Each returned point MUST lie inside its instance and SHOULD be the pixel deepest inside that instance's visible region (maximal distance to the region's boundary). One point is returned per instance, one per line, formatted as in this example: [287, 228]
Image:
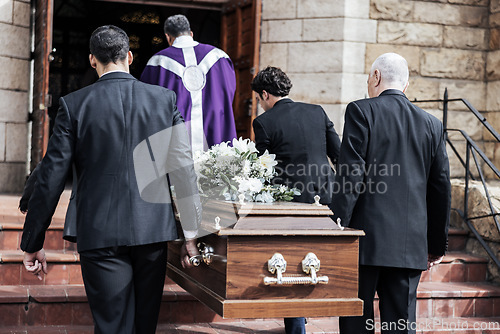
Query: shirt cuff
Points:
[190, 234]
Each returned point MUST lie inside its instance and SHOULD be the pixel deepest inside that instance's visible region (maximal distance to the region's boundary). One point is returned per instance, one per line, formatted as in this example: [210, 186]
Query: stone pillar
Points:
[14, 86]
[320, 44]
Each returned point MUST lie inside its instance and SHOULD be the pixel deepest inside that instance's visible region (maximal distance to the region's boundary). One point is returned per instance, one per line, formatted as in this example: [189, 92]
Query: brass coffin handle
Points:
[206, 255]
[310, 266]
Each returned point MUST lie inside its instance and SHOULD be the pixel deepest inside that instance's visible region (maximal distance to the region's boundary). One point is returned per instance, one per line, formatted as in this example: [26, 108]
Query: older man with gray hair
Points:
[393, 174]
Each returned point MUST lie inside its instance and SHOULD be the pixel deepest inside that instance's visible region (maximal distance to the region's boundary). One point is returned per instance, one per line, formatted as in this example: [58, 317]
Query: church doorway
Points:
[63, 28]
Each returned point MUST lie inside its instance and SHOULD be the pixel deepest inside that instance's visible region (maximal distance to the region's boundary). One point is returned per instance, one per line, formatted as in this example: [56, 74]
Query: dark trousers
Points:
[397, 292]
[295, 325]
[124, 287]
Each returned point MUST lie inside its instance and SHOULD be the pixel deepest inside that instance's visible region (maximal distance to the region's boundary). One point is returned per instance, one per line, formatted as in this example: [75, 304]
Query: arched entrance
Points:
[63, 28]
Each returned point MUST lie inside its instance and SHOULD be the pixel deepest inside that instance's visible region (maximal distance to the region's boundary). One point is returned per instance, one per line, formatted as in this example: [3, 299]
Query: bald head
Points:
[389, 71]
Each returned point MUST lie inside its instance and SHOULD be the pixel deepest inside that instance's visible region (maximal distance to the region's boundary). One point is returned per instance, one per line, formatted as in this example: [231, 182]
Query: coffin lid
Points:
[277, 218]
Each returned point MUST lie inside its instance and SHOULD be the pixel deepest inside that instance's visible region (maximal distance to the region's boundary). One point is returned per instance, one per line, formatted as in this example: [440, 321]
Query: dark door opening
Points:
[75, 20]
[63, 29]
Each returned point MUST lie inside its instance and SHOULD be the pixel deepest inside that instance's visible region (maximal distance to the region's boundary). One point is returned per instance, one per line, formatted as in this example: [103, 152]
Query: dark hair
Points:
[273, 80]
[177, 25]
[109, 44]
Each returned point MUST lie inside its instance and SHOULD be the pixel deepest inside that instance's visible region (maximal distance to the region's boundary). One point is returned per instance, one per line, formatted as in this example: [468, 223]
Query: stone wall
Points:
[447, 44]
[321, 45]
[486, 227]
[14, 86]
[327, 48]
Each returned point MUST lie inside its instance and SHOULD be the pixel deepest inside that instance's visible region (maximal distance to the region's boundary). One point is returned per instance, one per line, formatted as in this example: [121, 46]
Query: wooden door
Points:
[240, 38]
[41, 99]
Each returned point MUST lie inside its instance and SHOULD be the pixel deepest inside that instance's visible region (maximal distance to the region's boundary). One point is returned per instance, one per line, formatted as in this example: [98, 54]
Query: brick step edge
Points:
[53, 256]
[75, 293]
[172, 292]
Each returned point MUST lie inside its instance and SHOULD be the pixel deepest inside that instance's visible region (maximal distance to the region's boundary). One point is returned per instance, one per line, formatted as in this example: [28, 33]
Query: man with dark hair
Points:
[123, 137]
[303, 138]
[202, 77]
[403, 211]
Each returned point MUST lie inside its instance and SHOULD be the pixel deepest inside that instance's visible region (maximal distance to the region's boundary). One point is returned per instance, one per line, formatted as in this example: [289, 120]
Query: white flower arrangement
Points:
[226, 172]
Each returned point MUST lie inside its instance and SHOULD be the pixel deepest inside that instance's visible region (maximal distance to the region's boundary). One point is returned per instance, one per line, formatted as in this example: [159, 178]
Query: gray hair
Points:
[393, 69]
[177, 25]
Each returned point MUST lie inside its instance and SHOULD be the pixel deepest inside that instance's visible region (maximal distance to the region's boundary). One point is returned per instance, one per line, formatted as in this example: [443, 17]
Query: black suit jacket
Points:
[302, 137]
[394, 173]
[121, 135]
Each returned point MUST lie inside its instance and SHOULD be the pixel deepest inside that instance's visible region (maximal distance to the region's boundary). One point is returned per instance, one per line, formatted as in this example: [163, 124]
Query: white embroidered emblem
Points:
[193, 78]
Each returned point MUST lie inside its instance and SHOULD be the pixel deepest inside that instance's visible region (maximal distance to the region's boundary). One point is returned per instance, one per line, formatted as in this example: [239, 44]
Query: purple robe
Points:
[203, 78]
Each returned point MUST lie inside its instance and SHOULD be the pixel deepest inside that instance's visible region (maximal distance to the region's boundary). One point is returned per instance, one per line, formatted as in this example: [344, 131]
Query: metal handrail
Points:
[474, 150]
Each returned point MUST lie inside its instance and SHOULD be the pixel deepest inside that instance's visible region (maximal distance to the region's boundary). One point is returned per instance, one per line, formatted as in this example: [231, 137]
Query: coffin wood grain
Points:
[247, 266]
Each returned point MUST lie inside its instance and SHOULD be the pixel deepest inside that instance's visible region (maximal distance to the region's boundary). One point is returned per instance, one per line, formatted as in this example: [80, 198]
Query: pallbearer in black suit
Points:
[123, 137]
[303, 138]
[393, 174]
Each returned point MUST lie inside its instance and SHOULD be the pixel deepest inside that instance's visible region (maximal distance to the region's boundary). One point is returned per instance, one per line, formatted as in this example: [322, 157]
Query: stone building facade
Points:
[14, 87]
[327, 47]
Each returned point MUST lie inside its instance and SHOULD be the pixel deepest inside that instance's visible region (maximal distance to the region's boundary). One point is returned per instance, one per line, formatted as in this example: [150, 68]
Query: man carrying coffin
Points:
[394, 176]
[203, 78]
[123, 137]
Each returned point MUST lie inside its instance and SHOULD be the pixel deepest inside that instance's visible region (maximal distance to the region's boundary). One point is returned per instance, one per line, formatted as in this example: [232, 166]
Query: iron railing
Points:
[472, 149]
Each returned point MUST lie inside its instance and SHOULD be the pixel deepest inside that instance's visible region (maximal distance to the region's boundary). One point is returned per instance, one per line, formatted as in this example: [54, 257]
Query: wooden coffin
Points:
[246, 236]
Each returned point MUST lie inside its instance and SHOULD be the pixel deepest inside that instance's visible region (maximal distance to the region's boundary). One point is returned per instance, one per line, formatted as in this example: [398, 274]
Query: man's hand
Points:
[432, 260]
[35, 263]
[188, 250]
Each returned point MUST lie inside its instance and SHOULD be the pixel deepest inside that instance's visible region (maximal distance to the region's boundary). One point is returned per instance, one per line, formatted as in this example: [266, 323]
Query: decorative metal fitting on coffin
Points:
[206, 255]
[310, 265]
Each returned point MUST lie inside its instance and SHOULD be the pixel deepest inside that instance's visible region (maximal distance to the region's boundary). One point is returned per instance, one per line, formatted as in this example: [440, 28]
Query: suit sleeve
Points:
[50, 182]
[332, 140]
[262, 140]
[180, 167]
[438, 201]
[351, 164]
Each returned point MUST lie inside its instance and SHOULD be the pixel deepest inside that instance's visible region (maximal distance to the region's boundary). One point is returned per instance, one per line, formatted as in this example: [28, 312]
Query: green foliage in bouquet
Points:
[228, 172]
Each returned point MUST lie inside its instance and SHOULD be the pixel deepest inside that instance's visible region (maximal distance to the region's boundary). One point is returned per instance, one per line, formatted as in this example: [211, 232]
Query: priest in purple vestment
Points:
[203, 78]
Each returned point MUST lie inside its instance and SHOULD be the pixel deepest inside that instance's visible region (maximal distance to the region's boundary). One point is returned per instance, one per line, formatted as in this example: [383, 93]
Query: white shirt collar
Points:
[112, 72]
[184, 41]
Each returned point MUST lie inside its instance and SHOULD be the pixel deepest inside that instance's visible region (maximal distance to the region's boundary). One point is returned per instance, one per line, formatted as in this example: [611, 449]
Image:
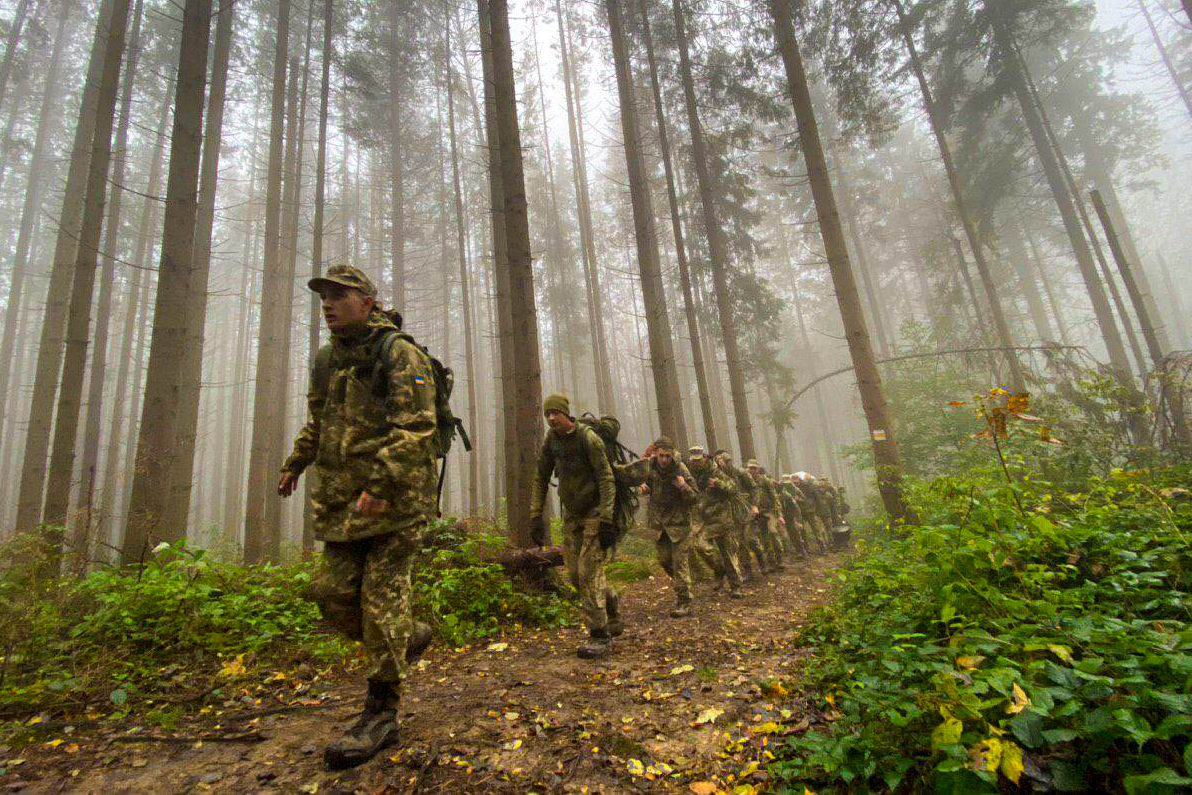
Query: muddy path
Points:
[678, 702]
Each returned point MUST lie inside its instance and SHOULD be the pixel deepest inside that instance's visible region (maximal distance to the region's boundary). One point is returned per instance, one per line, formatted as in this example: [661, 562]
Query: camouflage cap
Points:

::::::

TASK GOAL :: Search the material above for the word "with", then copy out each line that has it.

YOUR SOLUTION ::
Query: older man with gray hair
Query: man with dark hair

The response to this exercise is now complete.